On Fri, Jun 28, 2013 at 17:24:42 -0400, Laine Stump wrote:
On 06/28/2013 11:04 AM, Jiri Denemark wrote:
> ---
> src/qemu/qemu_cgroup.c | 21 ++-------------------
> src/qemu/qemu_domain.c | 29 +++++++++++++++++++++++++++++
> src/qemu/qemu_domain.h | 2 ++
> 3 files changed, 33 insertions(+), 19 deletions(-)
>
> diff --git a/src/qemu/qemu_cgroup.c b/src/qemu/qemu_cgroup.c
> index 5f54ca6..22bf78e 100644
> --- a/src/qemu/qemu_cgroup.c
> +++ b/src/qemu/qemu_cgroup.c
> @@ -461,9 +461,7 @@ static int
> qemuSetupMemoryCgroup(virDomainObjPtr vm)
> {
> qemuDomainObjPrivatePtr priv = vm->privateData;
> - unsigned long long hard_limit;
> int rc;
> - int i;
>
> if (!virCgroupHasController(priv->cgroup,VIR_CGROUP_CONTROLLER_MEMORY)) {
> if (vm->def->mem.hard_limit != 0 ||
> @@ -477,23 +475,8 @@ qemuSetupMemoryCgroup(virDomainObjPtr vm)
> }
> }
>
> - hard_limit = vm->def->mem.hard_limit;
> - if (!hard_limit) {
> - /* If there is no hard_limit set, set a reasonable one to avoid
> - * system thrashing caused by exploited qemu. A 'reasonable
> - * limit' has been chosen:
> - * (1 + k) * (domain memory + total video memory) + (32MB for
> - * cache per each disk) + F
> - * where k = 0.5 and F = 200MB. The cache for disks is important as
> - * kernel cache on the host side counts into the RSS limit. */
> - hard_limit = vm->def->mem.max_balloon;
> - for (i = 0; i < vm->def->nvideos; i++)
> - hard_limit += vm->def->videos[i]->vram;
> - hard_limit = hard_limit * 1.5 + 204800;
> - hard_limit += vm->def->ndisks * 32768;
> - }
> -
> - rc = virCgroupSetMemoryHardLimit(priv->cgroup, hard_limit);
> + rc = virCgroupSetMemoryHardLimit(priv->cgroup,
> + qemuDomainMemoryLimit(vm->def));
> if (rc != 0) {
> virReportSystemError(-rc,
> _("Unable to set memory hard limit for domain
%s"),
> diff --git a/src/qemu/qemu_domain.c b/src/qemu/qemu_domain.c
> index 8d79066..77b94ec 100644
> --- a/src/qemu/qemu_domain.c
> +++ b/src/qemu/qemu_domain.c
> @@ -2181,3 +2181,32 @@ cleanup:
> virObjectUnref(cfg);
> return ret;
> }
> +
> +
> +unsigned long long
> +qemuDomainMemoryLimit(virDomainDefPtr def)
> +{
> + unsigned long long mem;
> + int i;
> +
> + if (def->mem.hard_limit) {
> + mem = def->mem.hard_limit;
> + } else {
> + /* If there is no hard_limit set, compute a reasonable one to avoid
> + * system thrashing caused by exploited qemu. A 'reasonable
> + * limit' has been chosen:
> + * (1 + k) * (domain memory + total video memory) + (32MB for
> + * cache per each disk) + F
> + * where k = 0.5 and F = 200MB. The cache for disks is important as
> + * kernel cache on the host side counts into the RSS limit.

==============================

Exercise set:
a) How many insertions and deletions does the patch make in total?
b) List every source file that the patch changes.
c) Rewrite as a short bulleted list the code comment in qemu_cgroup.c within the patch that begins "If there is no hard_limit set, set a reasonable one", keeping its main facts.
The entries have no connection to the patch.

Stored items:

==============================

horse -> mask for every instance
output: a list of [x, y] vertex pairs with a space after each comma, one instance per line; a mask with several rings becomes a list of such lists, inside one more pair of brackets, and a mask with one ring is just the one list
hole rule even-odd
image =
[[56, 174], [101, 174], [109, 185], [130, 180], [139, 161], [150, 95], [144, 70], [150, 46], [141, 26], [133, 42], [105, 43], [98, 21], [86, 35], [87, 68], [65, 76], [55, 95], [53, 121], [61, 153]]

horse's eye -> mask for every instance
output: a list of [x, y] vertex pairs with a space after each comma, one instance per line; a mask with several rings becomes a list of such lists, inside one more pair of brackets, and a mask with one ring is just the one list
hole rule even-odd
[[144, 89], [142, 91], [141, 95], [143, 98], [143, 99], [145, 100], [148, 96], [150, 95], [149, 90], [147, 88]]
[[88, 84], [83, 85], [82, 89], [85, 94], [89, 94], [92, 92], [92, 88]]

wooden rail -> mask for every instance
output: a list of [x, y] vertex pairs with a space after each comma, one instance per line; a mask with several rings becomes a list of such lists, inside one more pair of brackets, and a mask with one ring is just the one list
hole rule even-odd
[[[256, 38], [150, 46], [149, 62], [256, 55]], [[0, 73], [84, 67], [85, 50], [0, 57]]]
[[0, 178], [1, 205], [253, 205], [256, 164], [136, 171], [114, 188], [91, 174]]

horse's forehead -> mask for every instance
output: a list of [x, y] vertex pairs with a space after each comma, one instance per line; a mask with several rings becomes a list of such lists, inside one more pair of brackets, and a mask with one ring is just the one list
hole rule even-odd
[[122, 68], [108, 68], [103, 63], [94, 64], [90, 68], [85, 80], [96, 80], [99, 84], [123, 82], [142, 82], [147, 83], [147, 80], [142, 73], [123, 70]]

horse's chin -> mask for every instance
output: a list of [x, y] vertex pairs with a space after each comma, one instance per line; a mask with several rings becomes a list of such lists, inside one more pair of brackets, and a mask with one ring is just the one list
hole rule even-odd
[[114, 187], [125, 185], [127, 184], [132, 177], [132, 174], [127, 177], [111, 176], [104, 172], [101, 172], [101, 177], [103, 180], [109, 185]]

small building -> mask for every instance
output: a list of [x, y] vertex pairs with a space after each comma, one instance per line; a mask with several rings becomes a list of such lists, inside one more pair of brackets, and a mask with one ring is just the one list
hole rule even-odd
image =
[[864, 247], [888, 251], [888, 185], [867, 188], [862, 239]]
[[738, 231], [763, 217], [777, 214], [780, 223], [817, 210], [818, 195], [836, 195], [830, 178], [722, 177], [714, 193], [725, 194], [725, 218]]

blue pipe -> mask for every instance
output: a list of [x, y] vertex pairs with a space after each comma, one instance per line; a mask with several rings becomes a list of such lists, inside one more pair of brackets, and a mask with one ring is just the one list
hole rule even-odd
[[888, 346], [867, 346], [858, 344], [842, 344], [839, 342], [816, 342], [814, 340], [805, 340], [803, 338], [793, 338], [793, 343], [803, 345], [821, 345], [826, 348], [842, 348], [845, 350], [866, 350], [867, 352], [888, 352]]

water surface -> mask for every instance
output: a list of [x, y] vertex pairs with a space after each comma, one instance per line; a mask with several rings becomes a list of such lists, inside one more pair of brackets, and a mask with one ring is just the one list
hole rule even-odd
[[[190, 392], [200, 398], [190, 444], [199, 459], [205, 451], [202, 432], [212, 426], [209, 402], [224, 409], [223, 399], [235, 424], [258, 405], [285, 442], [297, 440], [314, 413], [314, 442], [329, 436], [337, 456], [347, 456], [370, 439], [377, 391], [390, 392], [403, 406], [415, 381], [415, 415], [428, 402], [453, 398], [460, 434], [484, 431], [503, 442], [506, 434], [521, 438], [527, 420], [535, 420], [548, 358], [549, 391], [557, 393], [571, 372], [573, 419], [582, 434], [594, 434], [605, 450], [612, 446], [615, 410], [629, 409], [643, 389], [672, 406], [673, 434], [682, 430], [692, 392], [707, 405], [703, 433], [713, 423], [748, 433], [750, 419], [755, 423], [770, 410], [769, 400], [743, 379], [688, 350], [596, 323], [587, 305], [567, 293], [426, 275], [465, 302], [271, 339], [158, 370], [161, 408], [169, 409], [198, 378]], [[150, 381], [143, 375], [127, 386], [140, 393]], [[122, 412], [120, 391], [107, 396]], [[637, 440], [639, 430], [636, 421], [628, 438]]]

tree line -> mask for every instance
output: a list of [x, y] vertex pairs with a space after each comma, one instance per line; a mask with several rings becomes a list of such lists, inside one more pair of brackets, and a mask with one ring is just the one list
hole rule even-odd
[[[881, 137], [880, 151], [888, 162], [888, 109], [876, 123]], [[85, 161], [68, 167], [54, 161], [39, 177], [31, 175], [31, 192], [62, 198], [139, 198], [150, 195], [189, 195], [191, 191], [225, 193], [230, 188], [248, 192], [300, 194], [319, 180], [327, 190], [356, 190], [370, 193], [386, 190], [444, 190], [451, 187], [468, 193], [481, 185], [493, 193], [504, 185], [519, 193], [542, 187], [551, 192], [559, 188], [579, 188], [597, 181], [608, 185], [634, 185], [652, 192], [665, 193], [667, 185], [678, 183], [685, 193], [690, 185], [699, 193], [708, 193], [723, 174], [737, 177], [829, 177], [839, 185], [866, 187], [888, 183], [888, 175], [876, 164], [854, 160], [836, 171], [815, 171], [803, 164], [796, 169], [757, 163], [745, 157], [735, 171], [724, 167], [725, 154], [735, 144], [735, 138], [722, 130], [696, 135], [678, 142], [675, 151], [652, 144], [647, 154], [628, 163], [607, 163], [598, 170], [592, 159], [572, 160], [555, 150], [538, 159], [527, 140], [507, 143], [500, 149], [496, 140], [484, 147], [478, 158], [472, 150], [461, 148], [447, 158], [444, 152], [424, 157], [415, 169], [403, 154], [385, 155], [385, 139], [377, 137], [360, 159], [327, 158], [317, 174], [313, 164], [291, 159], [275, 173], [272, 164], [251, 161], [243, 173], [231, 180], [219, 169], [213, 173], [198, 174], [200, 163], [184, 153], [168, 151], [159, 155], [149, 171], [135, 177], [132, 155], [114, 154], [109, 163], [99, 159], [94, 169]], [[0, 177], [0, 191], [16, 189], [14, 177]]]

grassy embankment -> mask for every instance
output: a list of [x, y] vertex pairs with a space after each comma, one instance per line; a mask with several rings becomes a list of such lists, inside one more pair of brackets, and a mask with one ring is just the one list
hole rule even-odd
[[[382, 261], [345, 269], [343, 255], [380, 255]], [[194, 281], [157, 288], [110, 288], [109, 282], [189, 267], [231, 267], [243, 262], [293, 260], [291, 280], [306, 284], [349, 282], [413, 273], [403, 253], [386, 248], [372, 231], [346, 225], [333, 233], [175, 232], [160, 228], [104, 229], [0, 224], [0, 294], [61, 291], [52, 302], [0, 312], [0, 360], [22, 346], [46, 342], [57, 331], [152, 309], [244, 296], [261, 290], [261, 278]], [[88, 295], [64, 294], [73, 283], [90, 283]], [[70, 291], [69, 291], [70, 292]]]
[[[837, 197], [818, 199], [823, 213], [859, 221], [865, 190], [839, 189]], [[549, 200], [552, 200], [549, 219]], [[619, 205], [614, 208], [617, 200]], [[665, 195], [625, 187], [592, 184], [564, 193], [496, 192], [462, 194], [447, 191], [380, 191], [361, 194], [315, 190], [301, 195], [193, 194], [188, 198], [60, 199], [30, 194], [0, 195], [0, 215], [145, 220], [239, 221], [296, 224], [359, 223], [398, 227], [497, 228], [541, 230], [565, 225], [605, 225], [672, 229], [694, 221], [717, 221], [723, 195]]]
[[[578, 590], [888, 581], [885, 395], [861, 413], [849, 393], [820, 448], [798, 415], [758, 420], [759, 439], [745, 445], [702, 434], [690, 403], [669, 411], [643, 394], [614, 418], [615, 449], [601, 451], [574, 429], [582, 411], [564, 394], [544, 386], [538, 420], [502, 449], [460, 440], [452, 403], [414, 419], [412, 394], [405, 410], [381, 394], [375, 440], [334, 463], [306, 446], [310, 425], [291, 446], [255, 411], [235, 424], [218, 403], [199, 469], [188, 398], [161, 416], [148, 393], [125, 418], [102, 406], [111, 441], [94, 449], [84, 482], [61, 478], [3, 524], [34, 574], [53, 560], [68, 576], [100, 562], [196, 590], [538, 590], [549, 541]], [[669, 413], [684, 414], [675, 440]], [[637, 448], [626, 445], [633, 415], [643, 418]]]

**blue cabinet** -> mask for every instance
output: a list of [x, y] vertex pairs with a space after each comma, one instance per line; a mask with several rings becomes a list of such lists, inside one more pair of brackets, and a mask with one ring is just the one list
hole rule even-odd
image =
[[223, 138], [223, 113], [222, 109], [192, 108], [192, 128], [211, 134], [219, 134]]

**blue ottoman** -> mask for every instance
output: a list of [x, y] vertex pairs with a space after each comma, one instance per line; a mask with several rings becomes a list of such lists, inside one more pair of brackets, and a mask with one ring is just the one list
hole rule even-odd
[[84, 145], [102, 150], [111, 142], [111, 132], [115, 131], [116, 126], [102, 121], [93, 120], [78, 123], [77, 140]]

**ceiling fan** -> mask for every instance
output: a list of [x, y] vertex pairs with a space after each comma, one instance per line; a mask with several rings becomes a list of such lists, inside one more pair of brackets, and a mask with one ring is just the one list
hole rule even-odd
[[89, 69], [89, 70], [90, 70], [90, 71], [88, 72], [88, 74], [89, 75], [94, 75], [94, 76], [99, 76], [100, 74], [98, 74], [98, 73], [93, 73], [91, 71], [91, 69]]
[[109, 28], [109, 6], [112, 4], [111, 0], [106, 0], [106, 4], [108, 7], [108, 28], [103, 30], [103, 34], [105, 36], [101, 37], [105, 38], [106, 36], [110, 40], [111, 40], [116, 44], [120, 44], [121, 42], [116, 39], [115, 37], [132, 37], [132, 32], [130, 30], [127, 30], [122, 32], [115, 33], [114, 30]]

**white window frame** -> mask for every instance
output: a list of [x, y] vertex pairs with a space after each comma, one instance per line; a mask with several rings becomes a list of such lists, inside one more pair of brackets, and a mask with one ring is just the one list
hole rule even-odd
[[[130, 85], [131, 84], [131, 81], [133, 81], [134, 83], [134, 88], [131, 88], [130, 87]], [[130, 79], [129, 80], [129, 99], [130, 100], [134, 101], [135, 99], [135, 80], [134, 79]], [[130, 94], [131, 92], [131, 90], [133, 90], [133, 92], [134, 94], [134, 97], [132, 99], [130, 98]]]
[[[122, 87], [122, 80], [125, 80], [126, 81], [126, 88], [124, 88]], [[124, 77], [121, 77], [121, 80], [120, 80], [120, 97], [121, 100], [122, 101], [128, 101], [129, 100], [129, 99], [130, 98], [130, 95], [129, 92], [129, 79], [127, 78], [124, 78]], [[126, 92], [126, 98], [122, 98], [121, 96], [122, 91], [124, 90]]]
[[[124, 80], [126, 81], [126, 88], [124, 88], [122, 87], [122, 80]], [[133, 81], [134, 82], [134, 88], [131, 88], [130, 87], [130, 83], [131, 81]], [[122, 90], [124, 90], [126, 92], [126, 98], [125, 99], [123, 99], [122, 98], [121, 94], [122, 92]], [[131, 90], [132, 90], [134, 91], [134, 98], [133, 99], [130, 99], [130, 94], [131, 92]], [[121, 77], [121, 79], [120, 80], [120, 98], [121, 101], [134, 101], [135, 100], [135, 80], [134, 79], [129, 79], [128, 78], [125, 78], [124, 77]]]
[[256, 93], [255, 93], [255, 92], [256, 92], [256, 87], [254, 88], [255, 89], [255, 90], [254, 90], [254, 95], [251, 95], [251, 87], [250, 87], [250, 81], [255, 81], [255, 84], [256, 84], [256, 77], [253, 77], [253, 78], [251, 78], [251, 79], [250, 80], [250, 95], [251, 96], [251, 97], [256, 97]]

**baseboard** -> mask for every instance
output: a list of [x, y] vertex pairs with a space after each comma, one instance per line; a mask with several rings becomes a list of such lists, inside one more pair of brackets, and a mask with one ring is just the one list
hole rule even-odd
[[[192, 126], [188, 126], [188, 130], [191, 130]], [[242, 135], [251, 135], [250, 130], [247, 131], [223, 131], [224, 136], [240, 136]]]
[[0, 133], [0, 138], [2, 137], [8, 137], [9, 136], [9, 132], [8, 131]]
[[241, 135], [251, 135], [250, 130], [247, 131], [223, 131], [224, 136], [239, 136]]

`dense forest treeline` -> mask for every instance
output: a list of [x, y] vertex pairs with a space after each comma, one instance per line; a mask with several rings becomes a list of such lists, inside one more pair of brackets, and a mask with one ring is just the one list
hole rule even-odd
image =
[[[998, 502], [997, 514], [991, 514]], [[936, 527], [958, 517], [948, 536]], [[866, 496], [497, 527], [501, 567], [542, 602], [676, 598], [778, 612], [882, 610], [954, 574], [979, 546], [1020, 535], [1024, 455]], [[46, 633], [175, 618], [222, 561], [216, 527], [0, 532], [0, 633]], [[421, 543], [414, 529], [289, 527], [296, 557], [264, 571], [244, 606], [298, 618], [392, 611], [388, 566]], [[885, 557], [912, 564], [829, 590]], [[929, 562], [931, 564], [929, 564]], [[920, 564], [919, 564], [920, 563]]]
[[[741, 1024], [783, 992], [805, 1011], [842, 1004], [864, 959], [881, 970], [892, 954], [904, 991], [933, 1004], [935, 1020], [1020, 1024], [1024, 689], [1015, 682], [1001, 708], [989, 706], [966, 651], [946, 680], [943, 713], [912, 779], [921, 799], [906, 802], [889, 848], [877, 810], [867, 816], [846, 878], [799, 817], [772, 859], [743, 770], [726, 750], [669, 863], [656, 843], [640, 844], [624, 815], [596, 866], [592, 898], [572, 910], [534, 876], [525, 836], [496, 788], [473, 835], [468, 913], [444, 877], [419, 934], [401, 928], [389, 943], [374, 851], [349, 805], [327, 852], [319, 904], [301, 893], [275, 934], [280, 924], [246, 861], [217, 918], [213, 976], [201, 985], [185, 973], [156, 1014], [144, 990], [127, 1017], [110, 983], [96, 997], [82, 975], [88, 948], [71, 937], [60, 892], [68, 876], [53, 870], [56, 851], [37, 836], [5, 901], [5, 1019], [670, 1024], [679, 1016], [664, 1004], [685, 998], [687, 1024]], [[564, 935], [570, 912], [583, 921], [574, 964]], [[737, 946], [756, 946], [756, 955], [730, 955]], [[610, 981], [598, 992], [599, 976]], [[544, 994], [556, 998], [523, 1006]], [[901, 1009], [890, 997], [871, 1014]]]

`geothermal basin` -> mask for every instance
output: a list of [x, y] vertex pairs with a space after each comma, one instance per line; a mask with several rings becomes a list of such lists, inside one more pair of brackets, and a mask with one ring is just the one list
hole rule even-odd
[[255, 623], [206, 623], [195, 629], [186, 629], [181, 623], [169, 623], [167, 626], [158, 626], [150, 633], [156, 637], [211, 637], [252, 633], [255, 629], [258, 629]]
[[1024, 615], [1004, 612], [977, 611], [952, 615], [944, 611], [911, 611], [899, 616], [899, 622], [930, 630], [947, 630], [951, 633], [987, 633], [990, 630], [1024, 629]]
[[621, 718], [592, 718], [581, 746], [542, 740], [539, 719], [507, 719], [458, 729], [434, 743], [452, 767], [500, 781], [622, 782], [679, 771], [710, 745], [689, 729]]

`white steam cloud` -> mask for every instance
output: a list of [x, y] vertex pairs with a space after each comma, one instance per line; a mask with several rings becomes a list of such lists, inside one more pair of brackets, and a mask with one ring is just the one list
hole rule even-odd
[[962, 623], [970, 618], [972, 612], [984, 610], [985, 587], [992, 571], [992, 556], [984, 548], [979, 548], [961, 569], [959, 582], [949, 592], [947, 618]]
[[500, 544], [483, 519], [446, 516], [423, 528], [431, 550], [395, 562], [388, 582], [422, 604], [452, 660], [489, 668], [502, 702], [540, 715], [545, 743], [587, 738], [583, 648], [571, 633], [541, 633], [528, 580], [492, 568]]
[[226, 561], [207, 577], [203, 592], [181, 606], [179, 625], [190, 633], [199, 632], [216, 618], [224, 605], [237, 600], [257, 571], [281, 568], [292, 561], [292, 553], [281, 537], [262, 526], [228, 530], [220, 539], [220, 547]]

==============================

Solutions:
a) 33 insertions and 19 deletions.

b)
- src/qemu/qemu_cgroup.c
- src/qemu/qemu_domain.c
- src/qemu/qemu_domain.h

c)
- It applies when no hard_limit is set, to avoid system thrashing caused by an exploited qemu.
- Limit = (1 + k) × (domain memory + total video memory) + 32MB cache per disk + F
- k = 0.5 and F = 200MB
- Disk cache matters because kernel cache on the host side counts into the RSS limit.